* [Input records]:

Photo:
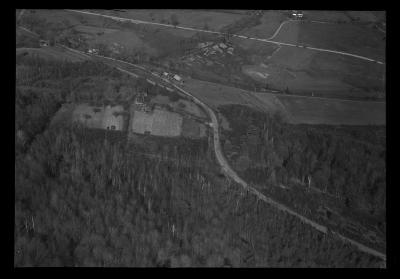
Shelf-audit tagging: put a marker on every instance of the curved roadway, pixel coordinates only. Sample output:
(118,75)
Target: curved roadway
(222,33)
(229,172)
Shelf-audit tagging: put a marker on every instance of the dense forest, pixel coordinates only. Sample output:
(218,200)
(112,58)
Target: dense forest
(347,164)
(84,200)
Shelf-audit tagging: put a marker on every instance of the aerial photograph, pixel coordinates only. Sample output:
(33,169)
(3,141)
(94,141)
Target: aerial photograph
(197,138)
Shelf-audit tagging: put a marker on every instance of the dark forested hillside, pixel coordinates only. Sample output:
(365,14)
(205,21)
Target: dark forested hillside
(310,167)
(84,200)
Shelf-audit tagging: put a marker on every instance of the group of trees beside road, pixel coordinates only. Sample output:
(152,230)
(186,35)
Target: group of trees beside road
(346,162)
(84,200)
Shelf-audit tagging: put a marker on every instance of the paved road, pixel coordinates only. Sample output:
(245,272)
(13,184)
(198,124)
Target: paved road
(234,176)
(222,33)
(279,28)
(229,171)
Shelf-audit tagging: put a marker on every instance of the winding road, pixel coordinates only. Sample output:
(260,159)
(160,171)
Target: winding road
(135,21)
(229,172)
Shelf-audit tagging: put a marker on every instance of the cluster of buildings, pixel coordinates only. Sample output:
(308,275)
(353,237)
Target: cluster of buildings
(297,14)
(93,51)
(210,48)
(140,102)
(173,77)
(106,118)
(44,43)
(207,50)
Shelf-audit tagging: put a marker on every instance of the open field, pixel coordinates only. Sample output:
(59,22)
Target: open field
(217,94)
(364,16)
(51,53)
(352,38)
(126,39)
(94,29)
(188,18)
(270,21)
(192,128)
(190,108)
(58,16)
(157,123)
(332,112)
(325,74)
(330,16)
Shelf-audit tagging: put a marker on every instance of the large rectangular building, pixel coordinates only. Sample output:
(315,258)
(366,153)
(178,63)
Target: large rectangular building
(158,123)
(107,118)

...

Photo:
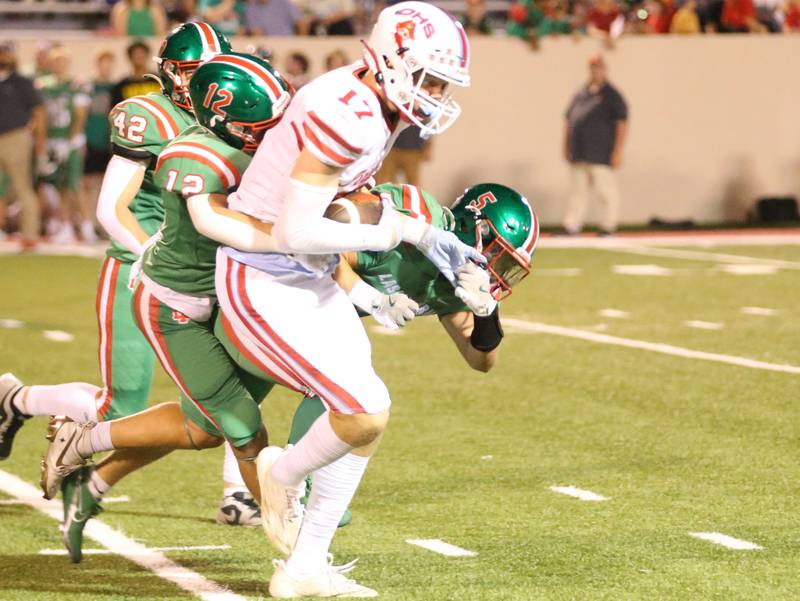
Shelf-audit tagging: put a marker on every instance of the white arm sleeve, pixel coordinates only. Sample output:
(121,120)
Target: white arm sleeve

--

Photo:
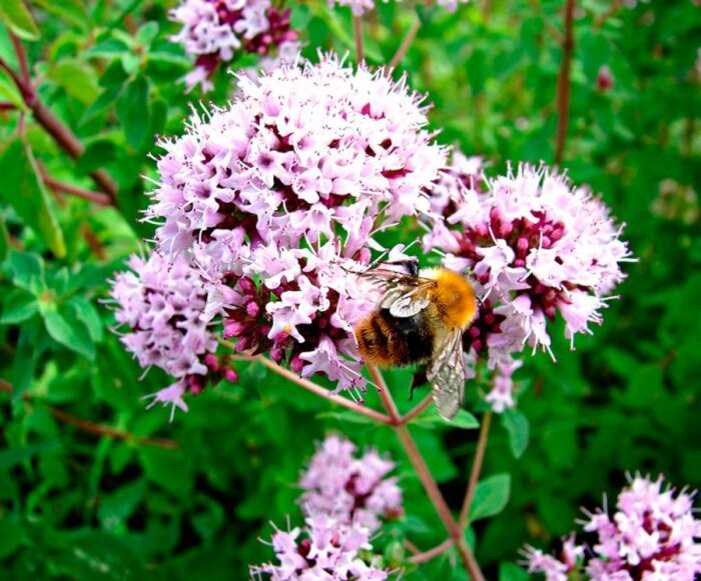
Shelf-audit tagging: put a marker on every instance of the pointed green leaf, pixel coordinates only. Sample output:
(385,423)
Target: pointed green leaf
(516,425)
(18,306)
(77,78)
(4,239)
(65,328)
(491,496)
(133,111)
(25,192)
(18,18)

* [What to do]: Note down each line above where the word "sleeve" occurs.

* [Solution to this problem]:
Shelf-audit tagging: put a marker on every instance of the white arm sleeve, pixel coordinates only. Sample output:
Target: white arm sleeve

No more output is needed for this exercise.